* _WORK INSTRUCTIONS_
Please copy out, word for word, the records between the line holding "Segmentation: the prompts" and the line holding "box: [0, 54, 1608, 1093]", inclusive.

* _SUPPLIED DATA_
-=-=-=-=-

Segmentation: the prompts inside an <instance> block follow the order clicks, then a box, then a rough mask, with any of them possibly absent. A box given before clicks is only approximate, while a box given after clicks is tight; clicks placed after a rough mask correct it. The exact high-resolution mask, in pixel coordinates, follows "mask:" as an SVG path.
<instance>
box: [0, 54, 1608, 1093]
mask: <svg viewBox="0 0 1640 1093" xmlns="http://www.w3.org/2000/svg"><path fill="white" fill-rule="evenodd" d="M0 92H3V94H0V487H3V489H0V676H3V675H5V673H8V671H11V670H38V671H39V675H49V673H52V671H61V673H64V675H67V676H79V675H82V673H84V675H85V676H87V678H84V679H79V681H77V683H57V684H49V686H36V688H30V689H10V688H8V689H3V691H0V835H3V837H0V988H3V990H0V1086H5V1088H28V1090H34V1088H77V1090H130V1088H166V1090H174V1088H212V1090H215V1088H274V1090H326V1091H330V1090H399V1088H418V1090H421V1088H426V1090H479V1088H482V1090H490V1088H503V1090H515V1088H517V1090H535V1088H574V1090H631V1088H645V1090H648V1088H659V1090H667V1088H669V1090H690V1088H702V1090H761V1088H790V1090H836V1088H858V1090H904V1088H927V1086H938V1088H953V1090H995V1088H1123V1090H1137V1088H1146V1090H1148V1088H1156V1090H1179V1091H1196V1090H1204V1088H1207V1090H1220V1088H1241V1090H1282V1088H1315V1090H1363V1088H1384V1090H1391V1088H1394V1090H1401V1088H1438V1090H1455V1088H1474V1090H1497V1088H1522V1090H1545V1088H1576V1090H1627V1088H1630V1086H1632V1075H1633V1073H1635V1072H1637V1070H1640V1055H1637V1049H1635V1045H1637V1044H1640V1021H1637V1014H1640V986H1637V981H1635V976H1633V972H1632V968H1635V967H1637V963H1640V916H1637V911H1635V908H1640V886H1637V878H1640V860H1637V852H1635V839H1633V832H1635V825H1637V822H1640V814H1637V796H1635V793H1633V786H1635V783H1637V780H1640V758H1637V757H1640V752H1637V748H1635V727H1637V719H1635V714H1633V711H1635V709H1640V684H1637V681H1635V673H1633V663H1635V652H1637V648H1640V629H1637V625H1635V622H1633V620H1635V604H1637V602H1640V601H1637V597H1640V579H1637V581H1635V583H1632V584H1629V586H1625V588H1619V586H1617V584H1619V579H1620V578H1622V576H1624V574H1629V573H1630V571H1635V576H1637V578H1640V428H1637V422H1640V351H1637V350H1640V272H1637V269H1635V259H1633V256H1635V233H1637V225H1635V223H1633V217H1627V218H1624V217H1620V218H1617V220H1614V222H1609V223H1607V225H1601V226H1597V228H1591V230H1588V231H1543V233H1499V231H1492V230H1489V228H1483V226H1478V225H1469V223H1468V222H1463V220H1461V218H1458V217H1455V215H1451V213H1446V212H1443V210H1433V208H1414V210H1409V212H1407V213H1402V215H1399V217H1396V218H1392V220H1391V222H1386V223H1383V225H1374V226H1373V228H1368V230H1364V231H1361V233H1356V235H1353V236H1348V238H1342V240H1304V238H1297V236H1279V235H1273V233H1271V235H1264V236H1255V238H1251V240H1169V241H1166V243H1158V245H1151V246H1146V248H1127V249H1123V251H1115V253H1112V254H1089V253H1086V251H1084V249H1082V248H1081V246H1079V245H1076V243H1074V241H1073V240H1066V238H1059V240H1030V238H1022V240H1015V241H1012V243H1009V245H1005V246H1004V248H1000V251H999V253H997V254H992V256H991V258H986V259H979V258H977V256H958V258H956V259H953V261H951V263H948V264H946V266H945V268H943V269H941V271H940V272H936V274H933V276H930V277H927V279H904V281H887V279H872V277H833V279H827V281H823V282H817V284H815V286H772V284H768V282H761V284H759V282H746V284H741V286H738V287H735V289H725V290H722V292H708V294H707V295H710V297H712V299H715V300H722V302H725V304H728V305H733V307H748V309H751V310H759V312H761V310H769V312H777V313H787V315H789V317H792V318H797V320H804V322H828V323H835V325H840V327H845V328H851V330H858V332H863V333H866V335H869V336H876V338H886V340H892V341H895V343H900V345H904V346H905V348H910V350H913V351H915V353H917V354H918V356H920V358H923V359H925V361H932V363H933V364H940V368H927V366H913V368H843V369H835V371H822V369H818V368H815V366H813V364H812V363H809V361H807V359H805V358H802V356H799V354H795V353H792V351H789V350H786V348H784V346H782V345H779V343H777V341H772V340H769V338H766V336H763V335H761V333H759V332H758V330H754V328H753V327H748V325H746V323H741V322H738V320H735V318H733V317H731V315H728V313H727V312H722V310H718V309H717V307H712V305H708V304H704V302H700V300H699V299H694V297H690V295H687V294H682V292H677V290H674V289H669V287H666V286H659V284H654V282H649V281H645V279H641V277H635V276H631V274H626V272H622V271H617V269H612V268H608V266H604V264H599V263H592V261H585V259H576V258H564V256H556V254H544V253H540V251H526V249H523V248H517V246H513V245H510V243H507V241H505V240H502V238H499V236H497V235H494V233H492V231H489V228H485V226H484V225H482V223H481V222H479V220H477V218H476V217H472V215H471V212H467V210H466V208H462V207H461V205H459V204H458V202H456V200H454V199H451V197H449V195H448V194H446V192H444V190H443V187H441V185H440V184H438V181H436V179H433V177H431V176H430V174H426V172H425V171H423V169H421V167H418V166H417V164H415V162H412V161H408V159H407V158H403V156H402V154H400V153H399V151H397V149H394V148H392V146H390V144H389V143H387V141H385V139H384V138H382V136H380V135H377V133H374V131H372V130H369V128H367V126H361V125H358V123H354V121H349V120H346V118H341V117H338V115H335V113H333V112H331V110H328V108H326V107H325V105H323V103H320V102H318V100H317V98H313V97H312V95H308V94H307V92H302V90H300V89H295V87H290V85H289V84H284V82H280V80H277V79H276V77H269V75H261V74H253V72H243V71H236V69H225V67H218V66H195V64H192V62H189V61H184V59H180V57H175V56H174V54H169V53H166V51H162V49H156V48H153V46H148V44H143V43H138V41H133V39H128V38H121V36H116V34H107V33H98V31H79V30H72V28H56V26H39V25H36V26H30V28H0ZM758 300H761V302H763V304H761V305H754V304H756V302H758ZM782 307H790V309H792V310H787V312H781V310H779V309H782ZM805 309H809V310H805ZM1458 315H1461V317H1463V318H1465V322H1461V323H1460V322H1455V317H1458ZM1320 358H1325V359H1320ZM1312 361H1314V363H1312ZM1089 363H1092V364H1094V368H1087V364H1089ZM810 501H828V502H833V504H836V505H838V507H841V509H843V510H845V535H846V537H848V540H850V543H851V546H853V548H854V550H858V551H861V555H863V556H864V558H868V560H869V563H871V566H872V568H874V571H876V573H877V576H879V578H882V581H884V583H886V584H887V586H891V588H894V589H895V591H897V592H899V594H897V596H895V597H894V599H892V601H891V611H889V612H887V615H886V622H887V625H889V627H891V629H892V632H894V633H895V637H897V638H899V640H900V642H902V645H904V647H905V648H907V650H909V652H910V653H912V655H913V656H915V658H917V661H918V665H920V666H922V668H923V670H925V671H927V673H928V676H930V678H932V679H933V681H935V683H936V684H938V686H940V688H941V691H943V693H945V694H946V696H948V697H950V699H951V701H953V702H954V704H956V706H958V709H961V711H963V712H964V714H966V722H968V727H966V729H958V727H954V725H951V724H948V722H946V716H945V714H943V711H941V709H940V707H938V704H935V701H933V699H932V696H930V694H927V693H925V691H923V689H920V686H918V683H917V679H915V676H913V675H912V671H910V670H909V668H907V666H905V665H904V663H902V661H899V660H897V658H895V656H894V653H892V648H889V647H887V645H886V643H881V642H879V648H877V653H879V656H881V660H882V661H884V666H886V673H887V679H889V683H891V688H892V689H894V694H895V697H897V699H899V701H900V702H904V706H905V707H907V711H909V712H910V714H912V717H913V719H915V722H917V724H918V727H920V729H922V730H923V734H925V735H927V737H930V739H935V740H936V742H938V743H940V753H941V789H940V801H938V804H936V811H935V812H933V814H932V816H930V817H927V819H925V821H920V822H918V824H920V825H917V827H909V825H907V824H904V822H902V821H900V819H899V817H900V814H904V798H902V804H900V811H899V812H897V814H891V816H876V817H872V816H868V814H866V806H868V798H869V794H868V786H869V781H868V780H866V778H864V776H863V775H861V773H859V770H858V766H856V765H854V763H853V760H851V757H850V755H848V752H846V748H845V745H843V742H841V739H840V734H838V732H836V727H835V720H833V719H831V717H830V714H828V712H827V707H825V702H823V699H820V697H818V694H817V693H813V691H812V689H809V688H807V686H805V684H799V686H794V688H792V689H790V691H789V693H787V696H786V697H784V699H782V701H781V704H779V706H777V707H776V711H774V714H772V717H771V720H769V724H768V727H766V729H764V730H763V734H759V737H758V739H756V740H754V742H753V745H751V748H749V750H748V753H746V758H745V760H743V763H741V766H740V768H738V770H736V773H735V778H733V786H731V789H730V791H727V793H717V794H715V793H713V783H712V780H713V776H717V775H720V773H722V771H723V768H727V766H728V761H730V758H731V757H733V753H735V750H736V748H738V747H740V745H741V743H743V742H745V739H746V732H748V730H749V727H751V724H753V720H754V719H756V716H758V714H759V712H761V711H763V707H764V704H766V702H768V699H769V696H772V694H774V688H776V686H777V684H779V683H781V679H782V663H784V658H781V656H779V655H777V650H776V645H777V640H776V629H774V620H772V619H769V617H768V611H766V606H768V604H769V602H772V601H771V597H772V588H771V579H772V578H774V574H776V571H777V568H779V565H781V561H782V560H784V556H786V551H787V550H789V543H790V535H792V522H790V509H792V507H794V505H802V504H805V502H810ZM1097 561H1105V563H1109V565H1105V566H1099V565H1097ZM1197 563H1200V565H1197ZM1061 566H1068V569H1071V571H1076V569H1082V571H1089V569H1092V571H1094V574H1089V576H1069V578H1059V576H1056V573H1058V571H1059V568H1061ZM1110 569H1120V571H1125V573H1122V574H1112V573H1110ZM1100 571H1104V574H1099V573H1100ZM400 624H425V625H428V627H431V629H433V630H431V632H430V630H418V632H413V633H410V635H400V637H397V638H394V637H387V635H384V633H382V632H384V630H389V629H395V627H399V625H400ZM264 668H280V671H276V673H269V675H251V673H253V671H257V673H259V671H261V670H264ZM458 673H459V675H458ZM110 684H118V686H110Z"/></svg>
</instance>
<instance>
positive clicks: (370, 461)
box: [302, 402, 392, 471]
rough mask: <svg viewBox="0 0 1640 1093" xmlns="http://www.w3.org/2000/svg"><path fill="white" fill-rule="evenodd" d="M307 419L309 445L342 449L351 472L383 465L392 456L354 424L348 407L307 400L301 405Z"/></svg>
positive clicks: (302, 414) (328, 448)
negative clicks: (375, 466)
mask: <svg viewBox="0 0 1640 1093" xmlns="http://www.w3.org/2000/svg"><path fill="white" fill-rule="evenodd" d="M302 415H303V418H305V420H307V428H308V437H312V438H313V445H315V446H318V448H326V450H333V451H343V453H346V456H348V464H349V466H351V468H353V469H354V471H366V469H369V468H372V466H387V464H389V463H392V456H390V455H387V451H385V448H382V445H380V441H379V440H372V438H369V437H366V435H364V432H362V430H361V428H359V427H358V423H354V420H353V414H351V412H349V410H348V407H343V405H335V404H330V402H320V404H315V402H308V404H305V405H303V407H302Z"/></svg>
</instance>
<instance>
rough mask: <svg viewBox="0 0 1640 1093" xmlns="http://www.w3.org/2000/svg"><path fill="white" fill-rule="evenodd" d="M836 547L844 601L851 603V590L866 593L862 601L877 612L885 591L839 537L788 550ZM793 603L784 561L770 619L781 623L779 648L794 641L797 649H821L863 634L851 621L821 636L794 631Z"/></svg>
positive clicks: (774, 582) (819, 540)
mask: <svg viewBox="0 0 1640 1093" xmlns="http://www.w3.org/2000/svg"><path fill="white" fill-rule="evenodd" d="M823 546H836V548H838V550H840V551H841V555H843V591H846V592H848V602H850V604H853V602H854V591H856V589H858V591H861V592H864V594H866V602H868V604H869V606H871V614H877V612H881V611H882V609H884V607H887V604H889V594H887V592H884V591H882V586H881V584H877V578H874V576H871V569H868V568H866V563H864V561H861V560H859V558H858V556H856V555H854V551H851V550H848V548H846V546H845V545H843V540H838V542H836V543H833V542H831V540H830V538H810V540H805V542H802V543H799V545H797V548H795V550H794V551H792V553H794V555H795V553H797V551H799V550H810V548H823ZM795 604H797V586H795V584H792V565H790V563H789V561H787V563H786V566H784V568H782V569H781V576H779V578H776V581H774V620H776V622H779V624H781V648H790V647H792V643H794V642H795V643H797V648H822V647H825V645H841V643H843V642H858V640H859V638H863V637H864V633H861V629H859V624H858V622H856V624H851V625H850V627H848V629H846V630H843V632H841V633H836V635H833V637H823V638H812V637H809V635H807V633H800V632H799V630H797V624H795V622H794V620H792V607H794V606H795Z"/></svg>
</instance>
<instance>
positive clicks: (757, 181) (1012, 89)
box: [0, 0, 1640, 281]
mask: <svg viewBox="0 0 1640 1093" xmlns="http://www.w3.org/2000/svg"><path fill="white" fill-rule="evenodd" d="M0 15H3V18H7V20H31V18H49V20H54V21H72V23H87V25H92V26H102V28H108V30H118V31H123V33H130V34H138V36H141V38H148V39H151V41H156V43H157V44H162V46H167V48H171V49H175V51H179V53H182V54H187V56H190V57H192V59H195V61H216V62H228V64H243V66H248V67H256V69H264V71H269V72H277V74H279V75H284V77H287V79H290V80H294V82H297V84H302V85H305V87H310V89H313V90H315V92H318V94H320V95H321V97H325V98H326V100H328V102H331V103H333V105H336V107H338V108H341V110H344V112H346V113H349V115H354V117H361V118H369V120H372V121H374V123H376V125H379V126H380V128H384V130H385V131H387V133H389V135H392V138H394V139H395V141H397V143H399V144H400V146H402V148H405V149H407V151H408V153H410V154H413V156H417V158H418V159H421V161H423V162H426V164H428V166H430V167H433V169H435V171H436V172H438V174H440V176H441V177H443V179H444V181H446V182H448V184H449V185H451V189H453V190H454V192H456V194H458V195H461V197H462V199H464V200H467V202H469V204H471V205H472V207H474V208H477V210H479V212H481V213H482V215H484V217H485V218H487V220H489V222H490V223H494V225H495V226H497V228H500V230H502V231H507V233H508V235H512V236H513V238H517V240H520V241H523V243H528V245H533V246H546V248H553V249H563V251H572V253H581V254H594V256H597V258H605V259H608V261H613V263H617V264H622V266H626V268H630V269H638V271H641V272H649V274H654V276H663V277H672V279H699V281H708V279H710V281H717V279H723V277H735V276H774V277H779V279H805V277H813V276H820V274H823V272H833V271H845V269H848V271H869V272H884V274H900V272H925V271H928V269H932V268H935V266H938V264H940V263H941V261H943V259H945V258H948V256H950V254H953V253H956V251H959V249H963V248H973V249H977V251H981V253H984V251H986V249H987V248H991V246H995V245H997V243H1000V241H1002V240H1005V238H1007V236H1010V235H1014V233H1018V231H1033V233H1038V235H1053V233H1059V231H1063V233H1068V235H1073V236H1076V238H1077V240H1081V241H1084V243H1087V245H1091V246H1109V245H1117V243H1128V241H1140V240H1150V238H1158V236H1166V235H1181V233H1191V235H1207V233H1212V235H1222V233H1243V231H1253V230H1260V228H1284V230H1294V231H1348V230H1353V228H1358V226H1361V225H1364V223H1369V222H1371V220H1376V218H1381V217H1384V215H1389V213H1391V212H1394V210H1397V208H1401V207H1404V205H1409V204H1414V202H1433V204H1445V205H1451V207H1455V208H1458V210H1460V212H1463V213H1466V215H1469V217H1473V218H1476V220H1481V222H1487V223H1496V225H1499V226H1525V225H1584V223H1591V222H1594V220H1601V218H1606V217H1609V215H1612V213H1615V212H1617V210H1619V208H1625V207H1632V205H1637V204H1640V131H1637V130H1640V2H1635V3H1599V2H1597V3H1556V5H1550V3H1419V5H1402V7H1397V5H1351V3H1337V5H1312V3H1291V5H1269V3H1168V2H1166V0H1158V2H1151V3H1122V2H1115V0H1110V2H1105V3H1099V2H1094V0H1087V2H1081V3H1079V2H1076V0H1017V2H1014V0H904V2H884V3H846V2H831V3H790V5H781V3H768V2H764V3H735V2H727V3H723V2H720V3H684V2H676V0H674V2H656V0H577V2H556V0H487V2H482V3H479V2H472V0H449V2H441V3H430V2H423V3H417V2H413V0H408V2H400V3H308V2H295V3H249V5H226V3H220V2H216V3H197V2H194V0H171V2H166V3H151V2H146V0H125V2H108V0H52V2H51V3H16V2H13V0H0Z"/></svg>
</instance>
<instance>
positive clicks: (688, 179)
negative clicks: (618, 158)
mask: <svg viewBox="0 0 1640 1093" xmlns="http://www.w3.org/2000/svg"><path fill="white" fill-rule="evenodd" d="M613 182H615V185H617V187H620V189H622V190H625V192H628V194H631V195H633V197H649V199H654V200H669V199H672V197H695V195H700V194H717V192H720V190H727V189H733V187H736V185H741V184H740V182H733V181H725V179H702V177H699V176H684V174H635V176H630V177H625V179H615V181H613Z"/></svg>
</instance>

-=-=-=-=-

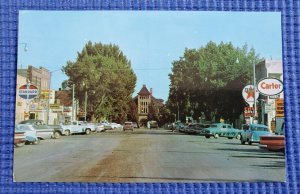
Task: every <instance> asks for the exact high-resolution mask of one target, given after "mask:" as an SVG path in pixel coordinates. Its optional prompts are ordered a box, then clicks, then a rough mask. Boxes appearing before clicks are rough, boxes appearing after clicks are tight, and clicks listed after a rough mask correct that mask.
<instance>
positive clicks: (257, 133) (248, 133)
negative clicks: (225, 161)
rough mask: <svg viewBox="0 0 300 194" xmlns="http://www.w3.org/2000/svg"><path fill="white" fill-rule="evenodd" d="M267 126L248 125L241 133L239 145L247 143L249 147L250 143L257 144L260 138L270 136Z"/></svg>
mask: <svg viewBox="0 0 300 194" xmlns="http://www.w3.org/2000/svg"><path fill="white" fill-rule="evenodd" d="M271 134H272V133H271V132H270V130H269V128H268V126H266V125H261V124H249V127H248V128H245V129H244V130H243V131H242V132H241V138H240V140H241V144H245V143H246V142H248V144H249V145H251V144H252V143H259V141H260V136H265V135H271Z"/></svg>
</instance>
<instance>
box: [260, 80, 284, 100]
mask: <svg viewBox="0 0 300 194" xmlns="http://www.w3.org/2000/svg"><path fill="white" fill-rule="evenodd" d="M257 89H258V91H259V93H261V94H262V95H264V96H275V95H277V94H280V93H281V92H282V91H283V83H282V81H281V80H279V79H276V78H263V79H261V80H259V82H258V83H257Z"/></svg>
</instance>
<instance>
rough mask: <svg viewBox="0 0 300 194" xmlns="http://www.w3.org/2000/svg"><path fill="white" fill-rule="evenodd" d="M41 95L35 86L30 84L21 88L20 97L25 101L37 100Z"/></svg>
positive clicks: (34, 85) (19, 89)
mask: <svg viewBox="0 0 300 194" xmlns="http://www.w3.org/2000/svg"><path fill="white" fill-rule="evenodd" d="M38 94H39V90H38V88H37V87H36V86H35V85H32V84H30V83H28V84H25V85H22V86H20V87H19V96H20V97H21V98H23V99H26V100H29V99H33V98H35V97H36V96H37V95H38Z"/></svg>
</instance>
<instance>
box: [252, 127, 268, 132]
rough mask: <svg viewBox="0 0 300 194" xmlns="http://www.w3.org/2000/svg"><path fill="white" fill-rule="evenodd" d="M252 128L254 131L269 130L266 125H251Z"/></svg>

-=-=-=-=-

* _SOLUTION TO THE PROBLEM_
Segmentation: the prompts inside an <instance> block follow the order clicks, then a box, then a rough mask, with any of them possibly absent. A box given before clicks is only approximate, while a box given after clicks is tight; clicks placed after a rough mask correct it. The exact high-resolution mask, in pixel coordinates, follows "mask:" as an SVG path.
<instance>
box: [0, 54, 1608, 1093]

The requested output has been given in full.